→ SET EXERCISE
Write out the agreement passage below word for word, starting with "Unless and until" and going on through "OF EACH HOLDER.".

→ TEXT TO READ

· · · · ·

Unless and until such amendment or new Registration Statement becomes effective,
each Holder shall have the rights described in Section 2(c) above.

         5.       OBLIGATIONS OF EACH HOLDER.

         In connection with the registration of Registrable Securities pursuant
to a Registration Statement, each Holder shall:



                  (a)      timely furnish to the Company in writing such
information regarding itself and the intended method of disposition of such
Registrable Securities as the Company shall reasonably request in order to
effect the registration thereof;

                  (b)      upon receipt of any notice from the Company of the
happening of any event of the kind described in paragraphs 4(f) or 4(g),
immediately discontinue any sale or other disposition of such Registrable
Securities pursuant to such Registration Statement until the filing of an
amendment or supplement as described in paragraph 4(f) or withdrawal of the stop
order referred to in paragraph 4(g), and use commercially reasonable efforts to
maintain the confidentiality of such notice and its contents;

                  (c)      in the event of an underwritten offering of such
Registrable Securities in which such Holder participates, enter into a customary
and reasonable underwriting agreement and execute such other documents as the
Company and the managing underwriter for such offering may reasonably request;

                  (d)      to the extent required by applicable law, deliver a
prospectus to the Investor of such Registrable Securities;

                  (e)      notify the Company when it has sold all of the
Registrable Securities held by it; and

                  (f)      notify the Company in the event that any information
supplied by such Holder in writing for inclusion in such Registration Statement
or related prospectus is untrue or omits to state a material fact required to be
stated therein or necessary to make such information not misleading in light of
the circumstances then existing; immediately discontinue any sale or other
disposition of such Registrable Securities pursuant to such Registration
Statement until the filing of an amendment or supplement to such prospectus as
may be necessary so that such prospectus does not contain an untrue statement of
material fact or omit to state a material fact required to be stated therein or
necessary to make the statements therein not misleading in light of the
circumstances then existing; and use commercially reasonable efforts to assist
the Company as may be appropriate to make such amendment or supplement effective
for such purpose.

         6.       INDEMNIFICATION.

· · · · ·

→ PROVIDED DATA
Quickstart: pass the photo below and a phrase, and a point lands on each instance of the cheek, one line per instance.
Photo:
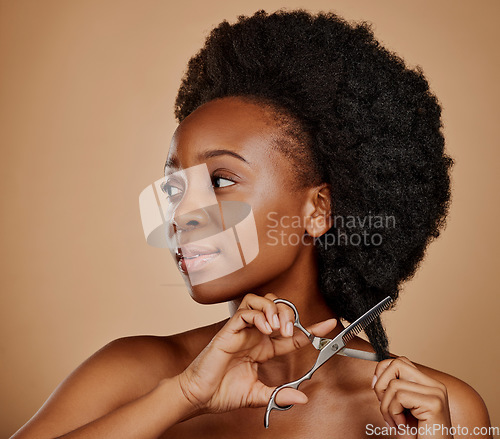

· · · · ·

→ RESPONSE TO THE EXERCISE
Unless and until such amendment or new Registration Statement becomes effective,
each Holder shall have the rights described in Section 2(c) above.

         5.       OBLIGATIONS OF EACH HOLDER.